[TASK DETAILS]: Reproduce the following data verbatim, starting at the line that contains "the cat's mouth" and ending at the line that contains "pixel 141 28", with both of those lines included.

Point labels for objects
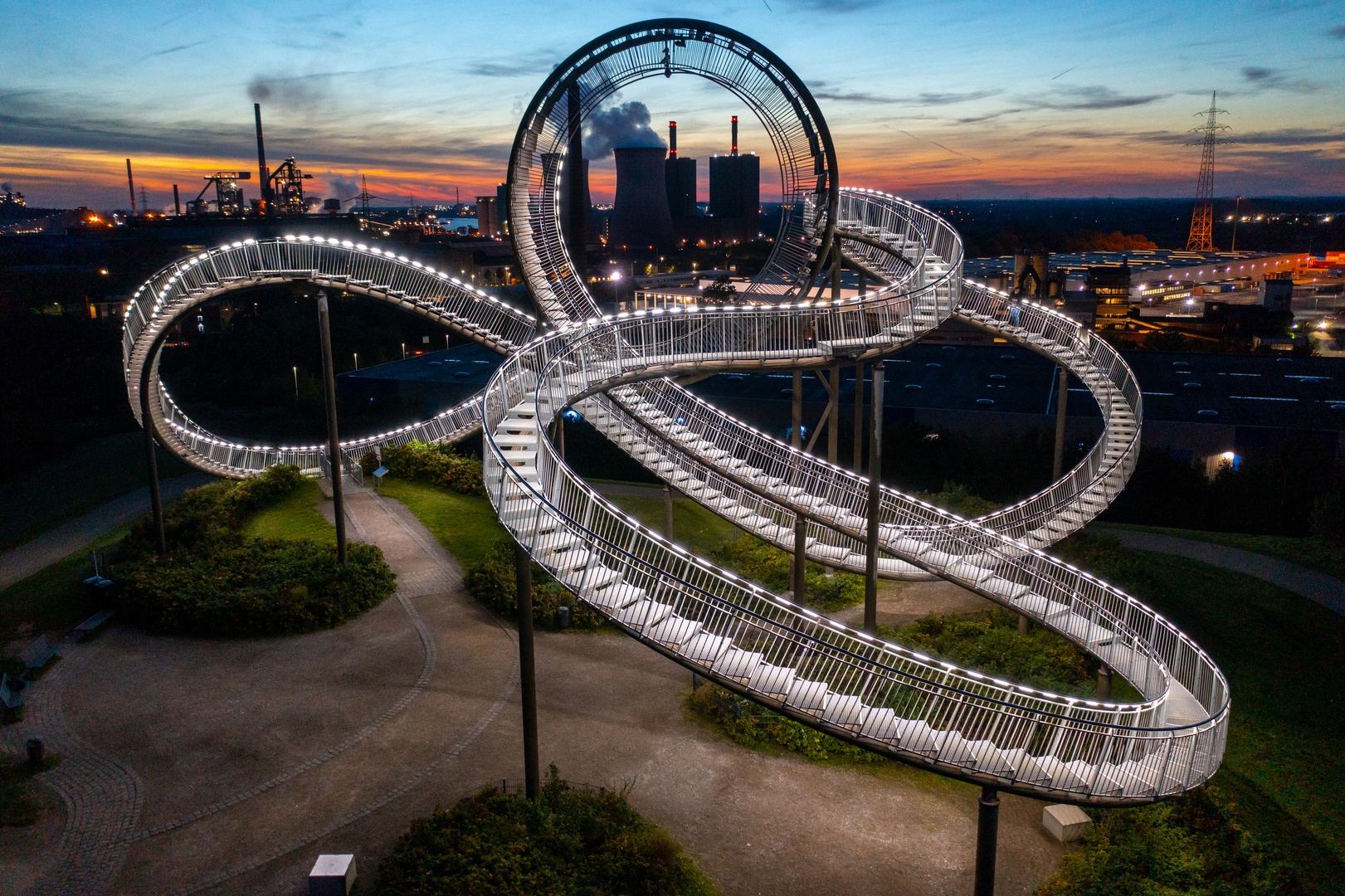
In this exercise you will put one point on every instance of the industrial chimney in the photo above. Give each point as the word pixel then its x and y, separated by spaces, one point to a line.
pixel 641 216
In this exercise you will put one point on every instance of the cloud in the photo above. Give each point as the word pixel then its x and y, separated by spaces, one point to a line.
pixel 288 92
pixel 533 64
pixel 940 145
pixel 919 100
pixel 1274 80
pixel 178 49
pixel 1096 97
pixel 339 186
pixel 617 127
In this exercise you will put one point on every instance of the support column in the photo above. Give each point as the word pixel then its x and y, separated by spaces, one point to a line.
pixel 147 426
pixel 528 670
pixel 859 419
pixel 1104 682
pixel 1057 469
pixel 801 526
pixel 987 835
pixel 797 411
pixel 834 419
pixel 333 443
pixel 836 268
pixel 870 562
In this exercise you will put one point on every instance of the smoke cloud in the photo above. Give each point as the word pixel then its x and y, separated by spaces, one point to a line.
pixel 288 92
pixel 339 186
pixel 619 127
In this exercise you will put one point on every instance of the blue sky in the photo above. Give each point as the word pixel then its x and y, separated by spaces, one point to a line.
pixel 928 100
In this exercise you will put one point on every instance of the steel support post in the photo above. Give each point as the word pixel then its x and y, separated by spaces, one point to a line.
pixel 987 835
pixel 870 562
pixel 859 419
pixel 836 268
pixel 147 426
pixel 528 670
pixel 801 526
pixel 1104 682
pixel 1060 423
pixel 333 441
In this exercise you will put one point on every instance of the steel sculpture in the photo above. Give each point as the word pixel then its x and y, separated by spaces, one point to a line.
pixel 617 372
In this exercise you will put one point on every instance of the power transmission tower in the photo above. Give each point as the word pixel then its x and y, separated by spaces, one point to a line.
pixel 1202 218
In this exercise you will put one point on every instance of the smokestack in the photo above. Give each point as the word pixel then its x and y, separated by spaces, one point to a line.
pixel 641 217
pixel 261 156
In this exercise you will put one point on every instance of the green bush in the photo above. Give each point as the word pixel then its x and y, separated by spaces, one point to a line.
pixel 957 499
pixel 989 642
pixel 569 841
pixel 217 582
pixel 772 568
pixel 759 728
pixel 437 465
pixel 491 582
pixel 1188 846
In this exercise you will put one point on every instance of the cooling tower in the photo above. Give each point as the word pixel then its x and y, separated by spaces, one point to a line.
pixel 641 214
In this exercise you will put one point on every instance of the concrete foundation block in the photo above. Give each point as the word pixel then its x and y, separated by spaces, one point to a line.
pixel 1065 822
pixel 331 876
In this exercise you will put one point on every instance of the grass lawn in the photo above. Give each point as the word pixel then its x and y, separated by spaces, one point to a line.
pixel 693 526
pixel 294 517
pixel 465 525
pixel 1313 553
pixel 74 483
pixel 56 597
pixel 1282 655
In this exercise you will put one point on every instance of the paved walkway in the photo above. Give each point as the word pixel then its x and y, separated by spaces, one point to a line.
pixel 227 767
pixel 1317 587
pixel 73 534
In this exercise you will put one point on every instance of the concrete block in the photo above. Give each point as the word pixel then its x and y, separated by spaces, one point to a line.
pixel 331 876
pixel 1065 822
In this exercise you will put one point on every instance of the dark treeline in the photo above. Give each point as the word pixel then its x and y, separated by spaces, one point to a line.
pixel 998 227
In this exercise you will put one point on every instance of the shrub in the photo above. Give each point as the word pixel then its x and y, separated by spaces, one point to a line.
pixel 569 841
pixel 437 465
pixel 989 642
pixel 493 582
pixel 1191 845
pixel 759 728
pixel 772 568
pixel 217 582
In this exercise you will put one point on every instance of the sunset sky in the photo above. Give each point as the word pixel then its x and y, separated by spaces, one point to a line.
pixel 927 100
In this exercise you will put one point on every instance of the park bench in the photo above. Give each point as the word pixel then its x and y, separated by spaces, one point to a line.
pixel 38 654
pixel 12 692
pixel 89 627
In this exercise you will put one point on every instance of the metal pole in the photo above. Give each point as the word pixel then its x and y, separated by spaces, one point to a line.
pixel 859 419
pixel 1060 423
pixel 1104 682
pixel 333 443
pixel 987 835
pixel 801 526
pixel 528 670
pixel 870 562
pixel 152 463
pixel 834 420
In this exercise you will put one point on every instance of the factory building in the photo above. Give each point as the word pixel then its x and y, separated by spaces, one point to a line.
pixel 736 190
pixel 680 178
pixel 641 217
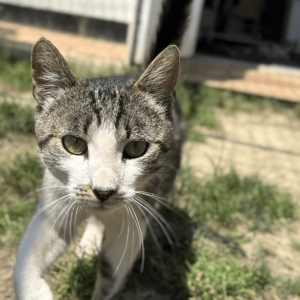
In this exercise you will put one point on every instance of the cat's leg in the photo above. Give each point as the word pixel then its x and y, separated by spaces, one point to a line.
pixel 124 233
pixel 41 244
pixel 91 240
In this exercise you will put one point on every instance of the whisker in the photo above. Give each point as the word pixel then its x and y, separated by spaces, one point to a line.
pixel 61 214
pixel 138 226
pixel 50 204
pixel 157 218
pixel 67 217
pixel 123 254
pixel 150 228
pixel 120 233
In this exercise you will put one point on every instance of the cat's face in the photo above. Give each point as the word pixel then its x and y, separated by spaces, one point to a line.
pixel 103 138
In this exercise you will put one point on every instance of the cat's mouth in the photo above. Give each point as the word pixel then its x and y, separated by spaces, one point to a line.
pixel 86 196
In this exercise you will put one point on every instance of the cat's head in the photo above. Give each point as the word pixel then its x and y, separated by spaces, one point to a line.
pixel 103 138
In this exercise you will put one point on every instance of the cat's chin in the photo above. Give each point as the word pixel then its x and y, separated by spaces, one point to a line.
pixel 102 206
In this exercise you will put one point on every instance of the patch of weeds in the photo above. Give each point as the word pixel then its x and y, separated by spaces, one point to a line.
pixel 17 180
pixel 15 117
pixel 234 101
pixel 74 278
pixel 15 69
pixel 289 287
pixel 23 176
pixel 218 276
pixel 193 107
pixel 194 135
pixel 295 245
pixel 229 198
pixel 14 217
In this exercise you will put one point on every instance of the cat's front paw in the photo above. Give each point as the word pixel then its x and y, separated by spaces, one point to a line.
pixel 33 291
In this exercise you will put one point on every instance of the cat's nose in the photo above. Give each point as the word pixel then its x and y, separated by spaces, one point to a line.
pixel 102 195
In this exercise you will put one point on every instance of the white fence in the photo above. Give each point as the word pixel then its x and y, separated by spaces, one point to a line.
pixel 114 10
pixel 141 28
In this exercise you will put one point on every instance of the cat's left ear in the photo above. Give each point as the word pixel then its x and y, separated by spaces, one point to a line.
pixel 161 76
pixel 49 70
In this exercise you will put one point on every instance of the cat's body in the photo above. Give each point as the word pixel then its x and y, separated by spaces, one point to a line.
pixel 109 146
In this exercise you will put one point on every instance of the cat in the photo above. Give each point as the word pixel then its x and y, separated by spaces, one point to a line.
pixel 108 146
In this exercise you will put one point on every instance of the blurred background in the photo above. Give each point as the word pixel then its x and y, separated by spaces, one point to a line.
pixel 239 92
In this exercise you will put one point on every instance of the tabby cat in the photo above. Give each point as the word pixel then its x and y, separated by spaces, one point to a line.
pixel 108 146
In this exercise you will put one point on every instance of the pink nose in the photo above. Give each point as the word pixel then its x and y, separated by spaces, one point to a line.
pixel 102 195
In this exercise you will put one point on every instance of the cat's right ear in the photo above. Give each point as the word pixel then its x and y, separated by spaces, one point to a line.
pixel 49 70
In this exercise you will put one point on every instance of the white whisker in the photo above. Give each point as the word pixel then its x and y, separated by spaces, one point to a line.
pixel 123 254
pixel 158 218
pixel 135 218
pixel 150 227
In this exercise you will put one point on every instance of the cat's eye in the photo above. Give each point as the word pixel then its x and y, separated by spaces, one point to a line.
pixel 74 145
pixel 135 149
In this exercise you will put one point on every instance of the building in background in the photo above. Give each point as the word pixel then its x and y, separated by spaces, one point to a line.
pixel 258 30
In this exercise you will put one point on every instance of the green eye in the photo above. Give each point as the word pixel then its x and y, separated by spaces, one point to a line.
pixel 135 149
pixel 74 145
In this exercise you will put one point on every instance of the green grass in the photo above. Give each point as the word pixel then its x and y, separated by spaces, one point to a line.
pixel 15 117
pixel 22 177
pixel 217 276
pixel 16 70
pixel 74 278
pixel 194 109
pixel 295 246
pixel 230 199
pixel 17 198
pixel 232 102
pixel 195 135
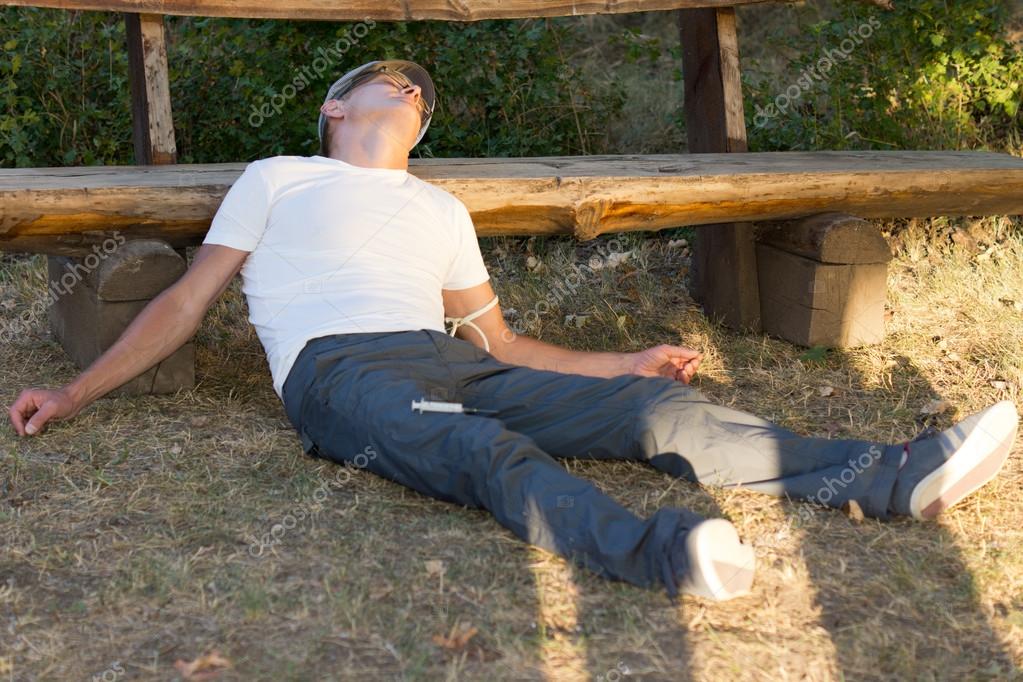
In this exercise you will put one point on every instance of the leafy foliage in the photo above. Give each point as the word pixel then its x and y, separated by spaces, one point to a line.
pixel 504 88
pixel 934 74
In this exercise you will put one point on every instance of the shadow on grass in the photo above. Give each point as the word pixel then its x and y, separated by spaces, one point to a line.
pixel 897 597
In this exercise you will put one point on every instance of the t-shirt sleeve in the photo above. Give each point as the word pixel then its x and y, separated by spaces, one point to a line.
pixel 242 215
pixel 468 268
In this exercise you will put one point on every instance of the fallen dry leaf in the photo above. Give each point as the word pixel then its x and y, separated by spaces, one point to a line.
pixel 457 638
pixel 935 407
pixel 207 667
pixel 853 511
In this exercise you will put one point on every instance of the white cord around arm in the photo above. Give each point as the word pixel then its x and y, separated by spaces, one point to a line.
pixel 468 321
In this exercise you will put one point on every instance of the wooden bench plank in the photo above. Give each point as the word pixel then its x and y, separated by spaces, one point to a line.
pixel 384 10
pixel 60 210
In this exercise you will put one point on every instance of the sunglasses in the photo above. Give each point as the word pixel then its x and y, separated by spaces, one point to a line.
pixel 395 77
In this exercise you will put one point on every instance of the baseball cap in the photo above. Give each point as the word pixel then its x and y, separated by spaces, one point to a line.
pixel 409 70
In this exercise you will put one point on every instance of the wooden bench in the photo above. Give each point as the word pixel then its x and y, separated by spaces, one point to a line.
pixel 814 274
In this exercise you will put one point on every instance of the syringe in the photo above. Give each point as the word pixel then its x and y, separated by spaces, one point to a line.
pixel 437 406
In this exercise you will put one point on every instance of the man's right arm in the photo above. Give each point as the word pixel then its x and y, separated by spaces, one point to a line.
pixel 161 328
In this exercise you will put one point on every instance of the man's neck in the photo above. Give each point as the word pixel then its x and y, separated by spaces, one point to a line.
pixel 369 151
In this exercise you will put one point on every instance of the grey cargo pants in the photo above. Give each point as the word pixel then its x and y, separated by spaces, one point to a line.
pixel 348 395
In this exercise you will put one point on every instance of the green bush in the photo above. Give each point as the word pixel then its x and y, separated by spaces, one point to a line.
pixel 504 88
pixel 933 74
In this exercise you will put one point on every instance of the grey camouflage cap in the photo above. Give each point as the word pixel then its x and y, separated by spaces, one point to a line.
pixel 409 70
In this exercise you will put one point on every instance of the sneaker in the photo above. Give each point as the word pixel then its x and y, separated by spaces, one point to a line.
pixel 938 471
pixel 720 566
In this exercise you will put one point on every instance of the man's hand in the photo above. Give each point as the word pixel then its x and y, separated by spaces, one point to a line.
pixel 673 362
pixel 35 407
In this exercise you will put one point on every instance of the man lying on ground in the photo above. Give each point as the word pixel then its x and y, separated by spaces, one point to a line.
pixel 350 264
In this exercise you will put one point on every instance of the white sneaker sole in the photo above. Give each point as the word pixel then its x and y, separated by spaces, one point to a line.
pixel 721 566
pixel 976 461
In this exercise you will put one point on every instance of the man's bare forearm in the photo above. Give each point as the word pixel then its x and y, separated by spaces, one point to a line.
pixel 163 326
pixel 538 355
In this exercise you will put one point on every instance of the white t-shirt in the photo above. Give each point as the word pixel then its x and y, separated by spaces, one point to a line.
pixel 342 248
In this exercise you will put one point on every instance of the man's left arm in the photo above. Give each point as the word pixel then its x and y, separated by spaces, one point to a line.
pixel 670 361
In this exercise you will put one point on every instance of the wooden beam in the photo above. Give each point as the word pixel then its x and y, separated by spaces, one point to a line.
pixel 382 10
pixel 152 125
pixel 69 210
pixel 724 266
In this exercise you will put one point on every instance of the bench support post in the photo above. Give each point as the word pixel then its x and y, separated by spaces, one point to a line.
pixel 724 269
pixel 825 280
pixel 98 296
pixel 152 124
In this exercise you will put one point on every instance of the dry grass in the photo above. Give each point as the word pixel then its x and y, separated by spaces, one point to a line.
pixel 126 533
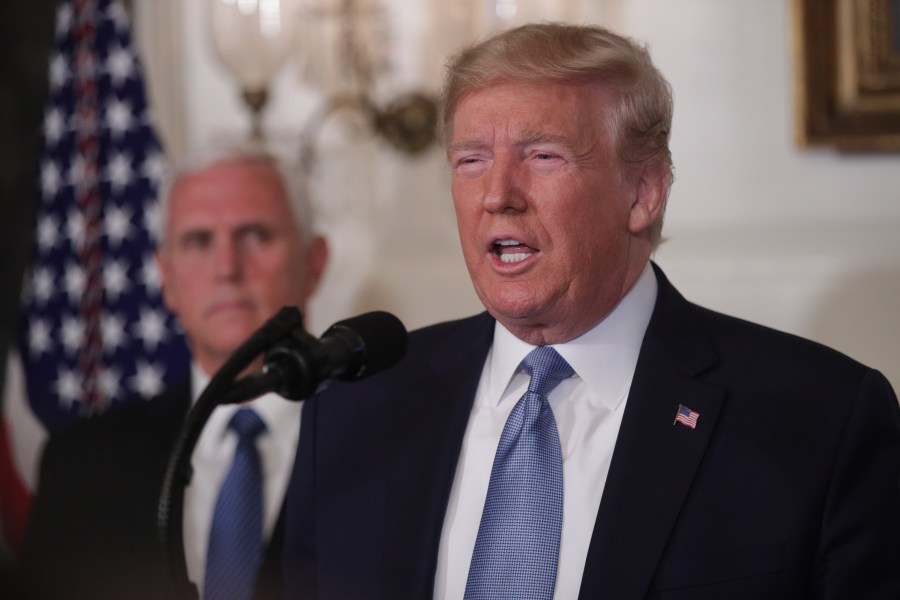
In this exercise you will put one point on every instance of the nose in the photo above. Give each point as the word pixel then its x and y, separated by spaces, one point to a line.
pixel 227 260
pixel 502 191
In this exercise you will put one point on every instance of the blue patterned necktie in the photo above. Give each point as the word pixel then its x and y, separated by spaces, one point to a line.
pixel 236 539
pixel 517 548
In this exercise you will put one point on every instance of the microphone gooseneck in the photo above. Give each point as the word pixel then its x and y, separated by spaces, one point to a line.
pixel 296 365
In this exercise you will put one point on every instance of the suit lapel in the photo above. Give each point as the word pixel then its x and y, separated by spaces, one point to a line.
pixel 655 459
pixel 432 420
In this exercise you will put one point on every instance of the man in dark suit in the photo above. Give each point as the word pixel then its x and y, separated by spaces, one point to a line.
pixel 237 244
pixel 594 434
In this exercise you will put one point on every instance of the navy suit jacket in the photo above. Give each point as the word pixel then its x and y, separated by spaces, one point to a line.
pixel 92 534
pixel 788 487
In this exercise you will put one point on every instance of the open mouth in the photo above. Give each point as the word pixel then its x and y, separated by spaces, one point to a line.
pixel 511 251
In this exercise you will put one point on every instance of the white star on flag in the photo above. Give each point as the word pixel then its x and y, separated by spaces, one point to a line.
pixel 93 327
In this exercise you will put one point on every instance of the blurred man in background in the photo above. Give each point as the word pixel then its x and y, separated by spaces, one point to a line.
pixel 237 244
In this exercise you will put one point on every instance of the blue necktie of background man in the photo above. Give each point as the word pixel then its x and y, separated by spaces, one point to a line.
pixel 236 539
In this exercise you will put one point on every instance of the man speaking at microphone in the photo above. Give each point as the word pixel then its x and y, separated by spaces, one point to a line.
pixel 593 434
pixel 237 244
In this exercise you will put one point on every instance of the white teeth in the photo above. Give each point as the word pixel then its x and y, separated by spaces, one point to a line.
pixel 511 258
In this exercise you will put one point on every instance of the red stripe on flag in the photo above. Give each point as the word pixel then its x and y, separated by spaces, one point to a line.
pixel 15 498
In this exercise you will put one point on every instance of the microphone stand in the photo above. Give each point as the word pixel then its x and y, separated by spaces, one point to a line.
pixel 222 389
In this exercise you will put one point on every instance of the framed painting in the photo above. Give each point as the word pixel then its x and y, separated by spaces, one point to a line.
pixel 848 74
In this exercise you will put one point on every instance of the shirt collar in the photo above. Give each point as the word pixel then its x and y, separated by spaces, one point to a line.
pixel 604 357
pixel 281 416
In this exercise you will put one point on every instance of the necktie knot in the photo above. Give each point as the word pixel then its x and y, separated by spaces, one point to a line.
pixel 547 370
pixel 247 424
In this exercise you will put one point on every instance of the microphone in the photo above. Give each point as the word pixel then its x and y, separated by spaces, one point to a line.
pixel 298 365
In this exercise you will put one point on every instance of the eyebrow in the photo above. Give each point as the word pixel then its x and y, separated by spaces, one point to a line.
pixel 528 137
pixel 540 137
pixel 466 144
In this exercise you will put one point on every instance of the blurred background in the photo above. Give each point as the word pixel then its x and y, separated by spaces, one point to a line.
pixel 803 239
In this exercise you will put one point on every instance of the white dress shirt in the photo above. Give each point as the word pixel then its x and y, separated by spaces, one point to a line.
pixel 212 458
pixel 588 408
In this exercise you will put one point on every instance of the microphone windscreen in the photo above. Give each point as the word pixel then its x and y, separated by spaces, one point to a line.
pixel 383 337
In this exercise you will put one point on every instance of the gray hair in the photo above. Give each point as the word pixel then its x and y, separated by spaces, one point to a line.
pixel 291 177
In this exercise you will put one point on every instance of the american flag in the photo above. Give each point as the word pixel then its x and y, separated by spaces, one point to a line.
pixel 686 416
pixel 93 329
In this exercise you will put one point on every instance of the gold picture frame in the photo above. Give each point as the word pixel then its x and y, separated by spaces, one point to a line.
pixel 848 74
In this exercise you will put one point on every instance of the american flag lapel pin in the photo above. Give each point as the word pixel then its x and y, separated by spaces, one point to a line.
pixel 686 416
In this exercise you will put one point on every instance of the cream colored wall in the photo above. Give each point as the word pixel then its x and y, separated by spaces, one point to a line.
pixel 805 241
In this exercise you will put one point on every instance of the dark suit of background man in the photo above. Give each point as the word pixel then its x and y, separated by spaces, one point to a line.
pixel 704 457
pixel 237 245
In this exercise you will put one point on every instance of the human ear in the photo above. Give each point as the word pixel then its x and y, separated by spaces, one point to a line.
pixel 648 203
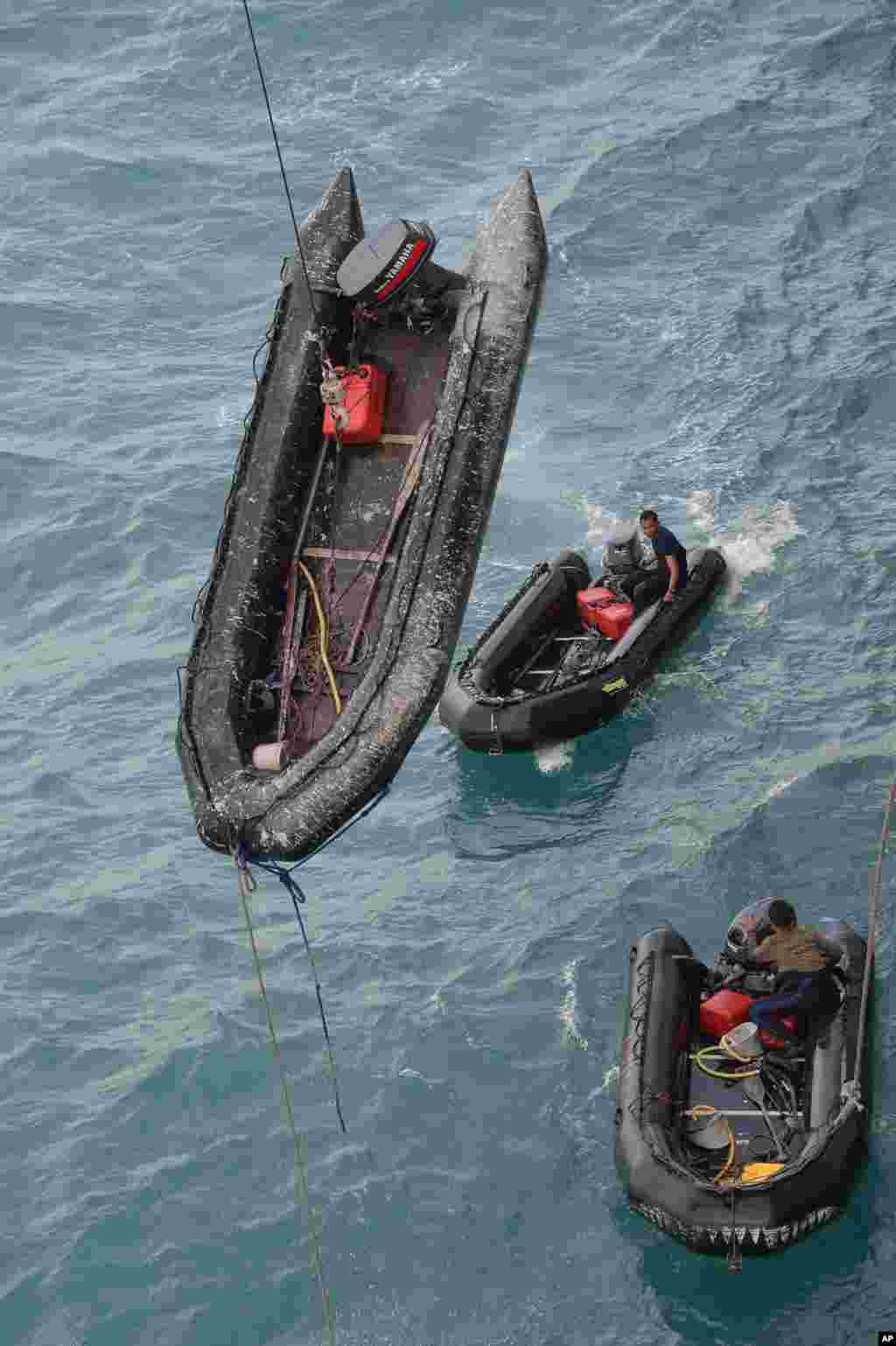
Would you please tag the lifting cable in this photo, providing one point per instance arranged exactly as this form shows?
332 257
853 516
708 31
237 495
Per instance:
247 885
283 172
873 929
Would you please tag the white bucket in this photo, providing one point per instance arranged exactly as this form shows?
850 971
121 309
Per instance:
267 757
745 1041
708 1131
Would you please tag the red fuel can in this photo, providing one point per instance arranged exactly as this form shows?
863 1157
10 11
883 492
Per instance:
600 610
365 402
723 1013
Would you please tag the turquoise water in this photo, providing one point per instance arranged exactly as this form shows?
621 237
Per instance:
718 340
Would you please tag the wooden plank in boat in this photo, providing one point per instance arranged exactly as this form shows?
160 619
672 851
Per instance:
347 553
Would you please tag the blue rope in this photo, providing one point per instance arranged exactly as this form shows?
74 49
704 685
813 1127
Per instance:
244 859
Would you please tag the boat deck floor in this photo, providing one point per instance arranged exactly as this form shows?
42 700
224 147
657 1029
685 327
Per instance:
346 550
743 1115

[ANSWER TO THE EXERCISE]:
In this exercise you will put one point on every instance of the cat's mouth in the photo above. Give each point as the word pixel then its x and y, separated by spaces, one point to a line.
pixel 86 196
In this exercise you will put one point on every instance of the cat's head in the photo above. Give each point as the word pixel then its x and y, separated by spaces, one point to a line.
pixel 103 138
In this exercise you will put one point on every instance of the cat's chin in the photo above. Give each point as the word pixel then its x and y, separated by spaces, one point to a line.
pixel 102 206
In this exercise you will put one point on every instance of the patch of weeds in the photo above. Give each point as the word pixel then its x and y, separated by spaces, one point to a line.
pixel 17 180
pixel 15 117
pixel 234 101
pixel 74 278
pixel 15 69
pixel 289 287
pixel 23 176
pixel 218 276
pixel 193 107
pixel 194 135
pixel 295 245
pixel 229 198
pixel 14 217
In this exercise you will put one point on every instance of the cat's front paw in the photo above. Give each point as the word pixel then its x and y, separated by spaces, one point to a line.
pixel 33 291
In this exercise you will put one point on every instance of the cat's nose in the photo above. Give each point as the word pixel then its x and y, separated by spaces, one point to a line.
pixel 102 195
In this exercise you will put one point on every instance of the white fence in the photo above. Give each point as the word pixel then its x and y, separated by spaces, one point to a line.
pixel 114 10
pixel 141 28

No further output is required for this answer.